*Instructions for the task*: If pictures are present, leave them out, and copy the data word for word.
========================
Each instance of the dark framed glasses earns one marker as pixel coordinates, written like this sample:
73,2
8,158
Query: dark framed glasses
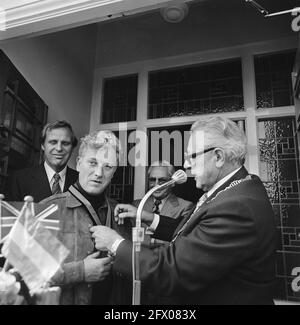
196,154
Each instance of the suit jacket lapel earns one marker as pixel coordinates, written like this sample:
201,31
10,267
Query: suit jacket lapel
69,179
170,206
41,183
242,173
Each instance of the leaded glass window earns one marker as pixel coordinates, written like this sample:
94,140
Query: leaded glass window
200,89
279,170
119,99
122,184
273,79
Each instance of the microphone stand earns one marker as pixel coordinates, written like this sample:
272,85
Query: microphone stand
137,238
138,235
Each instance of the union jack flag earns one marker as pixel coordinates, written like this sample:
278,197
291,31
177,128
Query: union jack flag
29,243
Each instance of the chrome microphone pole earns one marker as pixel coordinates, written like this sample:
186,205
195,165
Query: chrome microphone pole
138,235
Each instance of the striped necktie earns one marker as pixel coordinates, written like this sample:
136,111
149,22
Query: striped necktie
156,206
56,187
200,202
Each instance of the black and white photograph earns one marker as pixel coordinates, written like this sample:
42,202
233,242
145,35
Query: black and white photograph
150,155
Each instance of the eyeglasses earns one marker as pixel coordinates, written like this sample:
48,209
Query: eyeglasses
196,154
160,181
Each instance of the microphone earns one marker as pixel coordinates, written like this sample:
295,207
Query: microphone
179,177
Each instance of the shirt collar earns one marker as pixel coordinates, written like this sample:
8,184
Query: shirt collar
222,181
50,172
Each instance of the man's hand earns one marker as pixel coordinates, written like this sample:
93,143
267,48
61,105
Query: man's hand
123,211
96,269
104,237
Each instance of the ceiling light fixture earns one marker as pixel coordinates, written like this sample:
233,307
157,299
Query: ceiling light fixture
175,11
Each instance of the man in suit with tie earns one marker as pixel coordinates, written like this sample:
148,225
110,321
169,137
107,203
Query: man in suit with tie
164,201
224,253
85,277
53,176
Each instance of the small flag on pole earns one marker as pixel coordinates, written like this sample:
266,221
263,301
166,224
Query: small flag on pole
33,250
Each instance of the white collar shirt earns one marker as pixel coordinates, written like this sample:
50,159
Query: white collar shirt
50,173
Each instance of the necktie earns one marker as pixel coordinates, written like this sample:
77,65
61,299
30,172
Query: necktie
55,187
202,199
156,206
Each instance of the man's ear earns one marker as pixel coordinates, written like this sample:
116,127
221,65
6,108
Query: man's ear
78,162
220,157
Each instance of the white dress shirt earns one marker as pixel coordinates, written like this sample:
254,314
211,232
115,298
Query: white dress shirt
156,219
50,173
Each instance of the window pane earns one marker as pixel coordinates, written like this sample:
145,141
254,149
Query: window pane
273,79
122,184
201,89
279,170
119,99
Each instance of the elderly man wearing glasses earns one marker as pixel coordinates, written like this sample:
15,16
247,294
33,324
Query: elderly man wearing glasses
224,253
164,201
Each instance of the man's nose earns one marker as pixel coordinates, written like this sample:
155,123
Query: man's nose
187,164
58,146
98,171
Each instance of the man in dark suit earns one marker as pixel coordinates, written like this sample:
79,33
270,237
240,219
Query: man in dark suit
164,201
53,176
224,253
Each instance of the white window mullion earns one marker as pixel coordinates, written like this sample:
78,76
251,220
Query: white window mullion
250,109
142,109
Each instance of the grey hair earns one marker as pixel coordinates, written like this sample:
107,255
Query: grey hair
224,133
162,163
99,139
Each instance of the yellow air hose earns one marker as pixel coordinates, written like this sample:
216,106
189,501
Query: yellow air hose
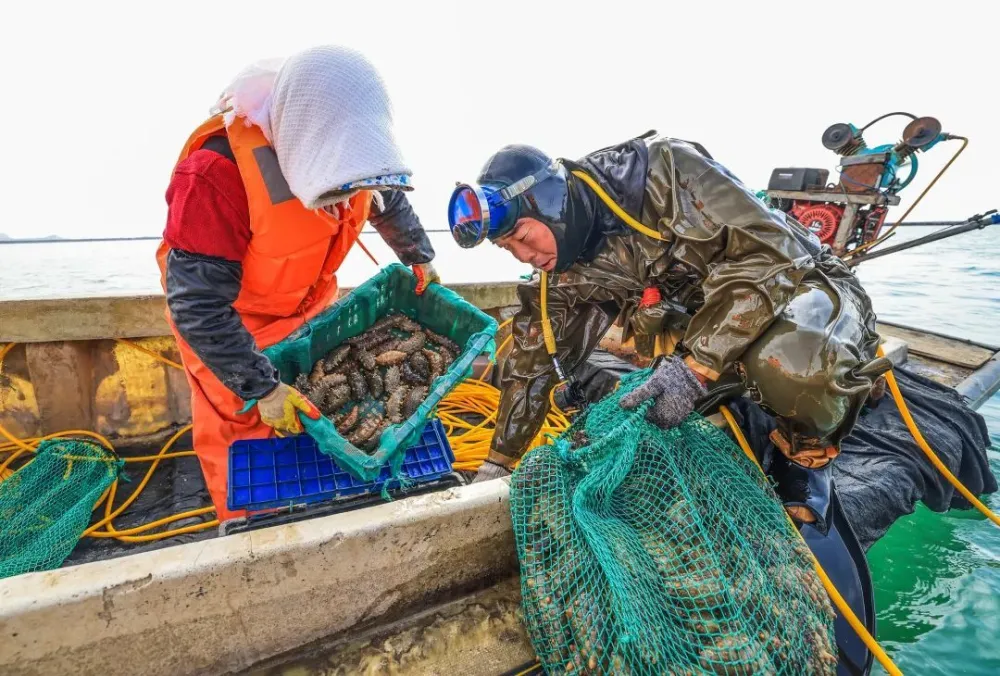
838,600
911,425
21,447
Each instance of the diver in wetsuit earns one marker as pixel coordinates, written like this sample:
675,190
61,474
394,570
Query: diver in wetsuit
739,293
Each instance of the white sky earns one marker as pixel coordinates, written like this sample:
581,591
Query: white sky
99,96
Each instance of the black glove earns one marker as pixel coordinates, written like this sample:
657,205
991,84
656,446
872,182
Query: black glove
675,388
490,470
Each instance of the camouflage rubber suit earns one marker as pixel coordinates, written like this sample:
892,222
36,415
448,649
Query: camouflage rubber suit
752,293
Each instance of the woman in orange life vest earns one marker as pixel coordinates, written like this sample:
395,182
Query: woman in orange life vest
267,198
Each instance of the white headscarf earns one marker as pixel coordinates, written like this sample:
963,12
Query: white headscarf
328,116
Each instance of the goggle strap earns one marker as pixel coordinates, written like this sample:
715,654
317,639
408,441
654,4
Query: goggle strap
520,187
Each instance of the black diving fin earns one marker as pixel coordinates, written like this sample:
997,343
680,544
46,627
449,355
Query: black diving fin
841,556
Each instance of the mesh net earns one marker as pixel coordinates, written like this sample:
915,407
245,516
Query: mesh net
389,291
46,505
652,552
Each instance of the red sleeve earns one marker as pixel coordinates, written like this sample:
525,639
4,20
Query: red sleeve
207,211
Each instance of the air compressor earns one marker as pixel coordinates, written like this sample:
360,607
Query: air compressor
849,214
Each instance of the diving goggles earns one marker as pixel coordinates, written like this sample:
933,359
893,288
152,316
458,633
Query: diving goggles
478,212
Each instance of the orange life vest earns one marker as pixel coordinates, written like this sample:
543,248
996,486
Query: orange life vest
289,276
========================
*Answer space*:
Each instance of the dark framed glasses earns one marker as pixel coordinates, written like this sample:
73,2
8,158
Query: dark framed glasses
196,154
Each instance of the suit jacket lapel earns one marker as pixel coordinates, written like this sample:
201,31
10,267
Query: suit jacket lapel
69,179
170,206
41,183
242,173
Each instance of the leaded glass window earns one marker as pixel coordinates, written like this sample:
94,140
Query: leaded glass window
200,89
279,170
119,99
122,184
273,79
Each instance of the microphone stand earns one marker as pixel coordinates, written like this sample:
272,85
Query: microphone stand
137,238
138,235
Each instance of the union jack flag earns one marker as pixel coordinates, written like this sample:
278,197
291,31
177,128
Query: union jack flag
29,243
Each instance of the chrome microphone pole earns one marker as pixel coordinates, written like this sample:
186,205
195,165
Query: chrome microphone pole
138,235
Each instance of the striped necktie earns one marker as pixel coordinates, written like this sample:
136,111
149,22
Query: striped necktie
156,206
56,187
200,202
Each instance of the black and white photograph earns one marker as pixel coordinates, written like this sample:
42,202
233,242
145,35
Query: black and white photograph
150,155
Each instance of the eyeglasses earns one marker as pixel coordinates, written like this sample:
48,209
Query: eyeglasses
196,154
160,181
Each instance of the microphone earns one marker as pixel coordinates, written like this sample:
295,207
Query: microphone
179,177
Each instance of the shirt collar earns one marker as pixel coordinates, written like this sample:
8,184
Query: shirt collar
222,181
50,172
Each instance of the man's hand earns one marker as pixel coordinates, written like this sample:
93,143
267,48
61,105
Query: man's hand
123,211
96,269
104,237
Each instance of the ceiling light fixture earns one marker as pixel coordinates, written like this sample:
233,307
157,299
Query: ceiling light fixture
175,11
Each instance of the man in suit with tie earns one marker as pixel coordinates, written like this sample:
148,225
110,321
169,137
107,203
Query: man in suit with tie
164,201
224,253
85,277
53,176
Each instance of the small flag on pole earns one marker as pixel coordinates, written like this sample:
266,221
263,301
166,224
Query: small flag on pole
33,250
Each instance of the white collar shirt earns one marker as pixel coordinates, written like this sample:
50,159
Query: white collar shirt
50,173
Each instance of the necktie earns one marker as pixel coordinates, written like this sample:
77,65
61,299
30,172
Query: necktie
55,187
202,199
156,206
Each instance of the man's ear earns one marker as pixel coordinates, written like this sample:
116,127
221,65
6,108
Query: man's ear
78,162
220,157
Each instance of the white dress shirt earns one marker as pixel coordinates, written like this sample:
254,314
211,232
115,298
Query: white dress shirt
156,219
50,173
Each instance of the window pane earns one marker as pixel coordinates, written like this sample:
145,141
254,149
Query: window pane
273,79
122,184
201,89
279,170
119,99
Each instance of the elderly man wearing glasses earns one marker as pixel coordinates, written like this sample:
15,16
247,294
33,324
Query: elderly man wearing glasses
224,253
164,201
Each instance of the man's nose earns one marker as pixel coordinates, written like this sample:
155,123
Query: man's nose
187,164
58,146
98,171
Each instance of the man in dark suit earns one marker as pixel coordinates, written like this sample:
79,33
270,237
240,219
Query: man in dark suit
164,201
53,176
224,253
Each instance of the white window mullion earns one marker as pixel coordinates, written like this sample:
78,76
251,220
Query: white window mullion
250,109
142,109
Each instance of the grey hair earns one marker as pixel coordinates, written like this sample:
107,255
Query: grey hair
224,133
162,163
99,139
Each instance of the yellow air hose earns one marker as pixel coordinates, written like this sample:
216,106
189,501
Query: yellow air hose
838,600
911,425
21,447
Each instance of the diver in wetsuit earns one marker as pixel coordinates, written like this sample:
675,190
61,474
394,570
Query: diver in wetsuit
739,293
Each instance of the white sky earns one marker as pixel coordinates, written like this sample:
581,591
Query: white sky
99,96
Each instance of the black glove earns one marker as pixel coordinates, written like this sample:
657,205
991,84
656,446
872,182
Query: black glove
675,388
490,470
Each instance of the camouflage rubber suit earns one marker as pixel coordinates, written like this sample:
892,222
36,415
448,649
Query: camouflage rubber suit
752,293
Each instance of the woman in orange life vest earns one marker as pixel coordinates, written like this sample:
395,182
Query: woman in orange life vest
267,198
Each instance of the white headscarf earns one marker as pixel coordinates, written like this sample:
963,12
Query: white headscarf
328,116
Each instance of the goggle strap earns one marker as pixel coordinates, written like this sample:
715,654
317,639
408,441
654,4
Query: goggle strap
520,187
Each instance of the black diving fin earns one marker as pixel coordinates, written like this sample:
997,343
680,544
46,627
449,355
Query: black diving fin
841,556
Each instance of the mesh net earns one marker as pixel coordinates, written like this sample:
915,407
245,516
Query: mesh net
389,291
46,505
652,552
Each instance of the red sleeve earns one marker as pixel coordinates, written like this sample:
525,639
4,20
Query: red sleeve
207,211
Each instance of the air compressor earns one marker as pixel coordinates, written like this sample:
360,607
Query: air compressor
849,214
Each instance of the diving goggles earns one marker as pixel coordinates, written like this sample:
933,359
893,288
152,316
458,633
Query: diving goggles
478,212
Each instance of the orange life vest earns one marker as pixel coordinates, written like this sample:
543,248
996,486
Query: orange life vest
289,276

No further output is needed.